= Exercise instructions =
Please edit the part of the listing that runs from its start through the line containing "box: [855, 104, 897, 356]", changing "rough mask" to "coarse mask" and leaving everything else as it is.

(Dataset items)
________________________

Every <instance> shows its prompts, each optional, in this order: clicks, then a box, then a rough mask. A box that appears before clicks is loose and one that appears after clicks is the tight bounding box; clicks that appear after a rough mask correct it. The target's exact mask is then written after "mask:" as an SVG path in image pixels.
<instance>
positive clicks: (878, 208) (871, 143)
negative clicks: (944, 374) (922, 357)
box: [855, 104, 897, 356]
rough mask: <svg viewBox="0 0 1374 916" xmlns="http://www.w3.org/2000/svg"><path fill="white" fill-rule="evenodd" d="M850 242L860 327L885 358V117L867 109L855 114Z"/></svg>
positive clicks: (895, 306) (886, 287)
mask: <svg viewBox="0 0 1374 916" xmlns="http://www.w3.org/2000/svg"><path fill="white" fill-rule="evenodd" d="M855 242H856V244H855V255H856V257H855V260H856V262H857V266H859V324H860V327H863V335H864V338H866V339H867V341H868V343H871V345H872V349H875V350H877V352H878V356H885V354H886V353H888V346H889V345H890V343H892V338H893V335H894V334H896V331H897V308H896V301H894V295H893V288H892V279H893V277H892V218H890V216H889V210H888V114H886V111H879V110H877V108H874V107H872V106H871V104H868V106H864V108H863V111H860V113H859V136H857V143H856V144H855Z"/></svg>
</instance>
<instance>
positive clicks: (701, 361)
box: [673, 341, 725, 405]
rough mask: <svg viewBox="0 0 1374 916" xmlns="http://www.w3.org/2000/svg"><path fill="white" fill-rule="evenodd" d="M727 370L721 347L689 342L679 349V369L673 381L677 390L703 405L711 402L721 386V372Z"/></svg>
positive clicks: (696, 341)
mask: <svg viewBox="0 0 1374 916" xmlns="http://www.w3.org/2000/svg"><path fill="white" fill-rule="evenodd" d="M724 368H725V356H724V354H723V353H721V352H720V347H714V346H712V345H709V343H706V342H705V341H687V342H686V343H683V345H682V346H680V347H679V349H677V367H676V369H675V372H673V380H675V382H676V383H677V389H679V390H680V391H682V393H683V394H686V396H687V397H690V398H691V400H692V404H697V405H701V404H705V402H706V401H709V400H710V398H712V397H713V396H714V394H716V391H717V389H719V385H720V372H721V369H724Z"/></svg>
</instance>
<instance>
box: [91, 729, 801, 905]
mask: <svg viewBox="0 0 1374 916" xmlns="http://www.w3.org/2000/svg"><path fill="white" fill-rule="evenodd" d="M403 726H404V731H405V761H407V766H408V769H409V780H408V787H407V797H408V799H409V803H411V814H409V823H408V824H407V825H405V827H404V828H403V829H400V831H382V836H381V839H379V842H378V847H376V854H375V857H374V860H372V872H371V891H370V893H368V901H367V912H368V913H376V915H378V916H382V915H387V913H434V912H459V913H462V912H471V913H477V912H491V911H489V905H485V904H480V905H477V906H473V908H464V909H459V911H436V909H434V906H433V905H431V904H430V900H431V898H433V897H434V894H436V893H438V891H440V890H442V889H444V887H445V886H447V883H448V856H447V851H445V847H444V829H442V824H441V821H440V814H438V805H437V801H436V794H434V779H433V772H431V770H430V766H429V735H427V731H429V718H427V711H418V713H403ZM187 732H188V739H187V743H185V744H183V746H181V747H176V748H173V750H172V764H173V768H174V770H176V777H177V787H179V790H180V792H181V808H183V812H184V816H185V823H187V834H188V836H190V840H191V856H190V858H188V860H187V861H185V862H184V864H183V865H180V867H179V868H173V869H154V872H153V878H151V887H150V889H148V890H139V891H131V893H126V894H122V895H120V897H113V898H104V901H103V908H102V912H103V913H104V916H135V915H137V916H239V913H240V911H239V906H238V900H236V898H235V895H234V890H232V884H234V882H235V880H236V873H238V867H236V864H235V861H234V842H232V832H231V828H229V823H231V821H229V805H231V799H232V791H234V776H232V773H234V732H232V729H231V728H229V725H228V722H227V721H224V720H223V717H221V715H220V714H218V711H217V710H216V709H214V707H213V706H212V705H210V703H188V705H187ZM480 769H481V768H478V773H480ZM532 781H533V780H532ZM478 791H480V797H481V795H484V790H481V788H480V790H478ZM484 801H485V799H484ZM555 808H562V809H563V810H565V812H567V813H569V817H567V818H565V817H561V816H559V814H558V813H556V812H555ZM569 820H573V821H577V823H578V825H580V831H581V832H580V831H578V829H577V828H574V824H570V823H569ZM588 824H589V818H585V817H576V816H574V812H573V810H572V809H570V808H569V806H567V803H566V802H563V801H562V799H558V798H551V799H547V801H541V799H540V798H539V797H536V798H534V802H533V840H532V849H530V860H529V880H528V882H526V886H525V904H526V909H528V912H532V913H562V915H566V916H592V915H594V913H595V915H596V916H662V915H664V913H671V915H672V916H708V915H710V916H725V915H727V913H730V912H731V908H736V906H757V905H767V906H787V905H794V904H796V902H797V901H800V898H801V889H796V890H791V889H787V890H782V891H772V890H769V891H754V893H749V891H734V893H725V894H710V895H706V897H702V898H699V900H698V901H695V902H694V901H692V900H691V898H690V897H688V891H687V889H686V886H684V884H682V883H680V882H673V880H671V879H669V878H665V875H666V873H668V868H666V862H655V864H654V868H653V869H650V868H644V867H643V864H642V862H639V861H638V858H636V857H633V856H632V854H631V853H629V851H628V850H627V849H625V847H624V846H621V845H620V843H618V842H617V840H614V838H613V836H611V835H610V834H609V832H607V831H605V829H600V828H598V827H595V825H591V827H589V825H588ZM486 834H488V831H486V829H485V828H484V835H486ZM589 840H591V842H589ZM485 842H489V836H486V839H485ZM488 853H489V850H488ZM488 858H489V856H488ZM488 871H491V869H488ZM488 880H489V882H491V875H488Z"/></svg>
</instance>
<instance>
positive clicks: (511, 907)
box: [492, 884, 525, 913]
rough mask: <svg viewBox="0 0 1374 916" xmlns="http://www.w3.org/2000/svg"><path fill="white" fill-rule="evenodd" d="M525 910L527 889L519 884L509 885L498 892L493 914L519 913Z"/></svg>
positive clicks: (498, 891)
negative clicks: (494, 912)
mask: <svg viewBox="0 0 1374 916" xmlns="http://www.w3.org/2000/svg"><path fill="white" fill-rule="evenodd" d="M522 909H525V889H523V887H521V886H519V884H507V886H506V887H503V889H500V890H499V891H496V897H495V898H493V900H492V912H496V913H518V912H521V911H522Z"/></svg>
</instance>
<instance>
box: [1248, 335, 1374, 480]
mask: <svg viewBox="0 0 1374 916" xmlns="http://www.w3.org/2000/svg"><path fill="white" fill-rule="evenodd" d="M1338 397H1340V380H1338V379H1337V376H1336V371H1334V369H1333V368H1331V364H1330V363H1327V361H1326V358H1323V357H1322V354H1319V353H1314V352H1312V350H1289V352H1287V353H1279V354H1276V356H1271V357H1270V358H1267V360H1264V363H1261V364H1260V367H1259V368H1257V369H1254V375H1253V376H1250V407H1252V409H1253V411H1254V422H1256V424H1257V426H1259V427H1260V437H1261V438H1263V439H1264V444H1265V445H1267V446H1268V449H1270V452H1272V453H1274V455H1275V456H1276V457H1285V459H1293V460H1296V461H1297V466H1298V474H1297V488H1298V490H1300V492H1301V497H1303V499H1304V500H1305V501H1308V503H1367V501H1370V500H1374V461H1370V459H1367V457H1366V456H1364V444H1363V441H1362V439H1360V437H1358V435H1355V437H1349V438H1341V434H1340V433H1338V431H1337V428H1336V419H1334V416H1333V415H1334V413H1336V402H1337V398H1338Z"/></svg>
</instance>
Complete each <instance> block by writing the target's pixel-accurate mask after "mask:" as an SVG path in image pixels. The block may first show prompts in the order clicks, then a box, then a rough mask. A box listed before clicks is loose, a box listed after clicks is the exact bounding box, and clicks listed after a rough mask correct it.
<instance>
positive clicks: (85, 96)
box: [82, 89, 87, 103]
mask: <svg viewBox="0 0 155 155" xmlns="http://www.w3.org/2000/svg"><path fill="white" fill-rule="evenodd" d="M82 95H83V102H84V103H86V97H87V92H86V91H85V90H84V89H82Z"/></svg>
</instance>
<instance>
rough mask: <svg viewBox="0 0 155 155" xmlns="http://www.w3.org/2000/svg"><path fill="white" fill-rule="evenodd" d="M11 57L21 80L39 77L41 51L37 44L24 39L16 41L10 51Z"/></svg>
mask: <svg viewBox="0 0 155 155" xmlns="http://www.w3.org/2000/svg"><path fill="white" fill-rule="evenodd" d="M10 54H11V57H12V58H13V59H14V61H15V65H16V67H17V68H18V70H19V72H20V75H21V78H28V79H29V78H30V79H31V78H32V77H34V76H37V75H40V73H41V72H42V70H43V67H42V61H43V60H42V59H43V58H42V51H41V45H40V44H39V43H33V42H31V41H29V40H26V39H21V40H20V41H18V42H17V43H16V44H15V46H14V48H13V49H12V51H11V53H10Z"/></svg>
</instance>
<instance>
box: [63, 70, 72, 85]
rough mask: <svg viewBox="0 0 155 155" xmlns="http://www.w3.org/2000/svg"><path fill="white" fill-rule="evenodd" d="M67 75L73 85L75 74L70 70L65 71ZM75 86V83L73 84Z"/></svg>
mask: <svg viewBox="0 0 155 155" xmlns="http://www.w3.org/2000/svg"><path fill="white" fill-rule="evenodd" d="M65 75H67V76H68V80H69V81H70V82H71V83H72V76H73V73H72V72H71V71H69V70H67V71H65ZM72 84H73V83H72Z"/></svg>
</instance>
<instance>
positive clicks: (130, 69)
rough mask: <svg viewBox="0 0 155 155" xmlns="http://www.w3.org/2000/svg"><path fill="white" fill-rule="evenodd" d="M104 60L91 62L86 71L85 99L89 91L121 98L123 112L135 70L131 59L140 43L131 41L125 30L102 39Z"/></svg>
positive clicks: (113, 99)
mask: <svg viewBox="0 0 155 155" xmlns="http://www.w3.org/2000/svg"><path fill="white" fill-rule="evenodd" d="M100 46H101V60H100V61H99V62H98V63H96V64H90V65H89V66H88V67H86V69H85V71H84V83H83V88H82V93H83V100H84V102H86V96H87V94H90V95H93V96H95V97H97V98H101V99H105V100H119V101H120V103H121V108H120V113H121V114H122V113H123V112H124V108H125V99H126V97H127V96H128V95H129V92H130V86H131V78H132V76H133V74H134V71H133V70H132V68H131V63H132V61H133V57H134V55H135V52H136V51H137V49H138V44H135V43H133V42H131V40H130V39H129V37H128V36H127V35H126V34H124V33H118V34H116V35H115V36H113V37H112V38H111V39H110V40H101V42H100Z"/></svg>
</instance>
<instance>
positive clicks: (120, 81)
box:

________________________

= Solution to the problem =
Every <instance> shows its prompts, each optional, in this order: clicks, then a box, then a coarse mask. A box that appears before clicks is loose and one that appears after clicks is the tight bounding box; clicks that appear after a coarse mask correct it. The target's exact mask is then written after "mask:" as an SVG path in image pixels.
<instance>
positive clicks: (878, 208) (871, 143)
negative clicks: (944, 374) (922, 357)
box: [855, 104, 897, 356]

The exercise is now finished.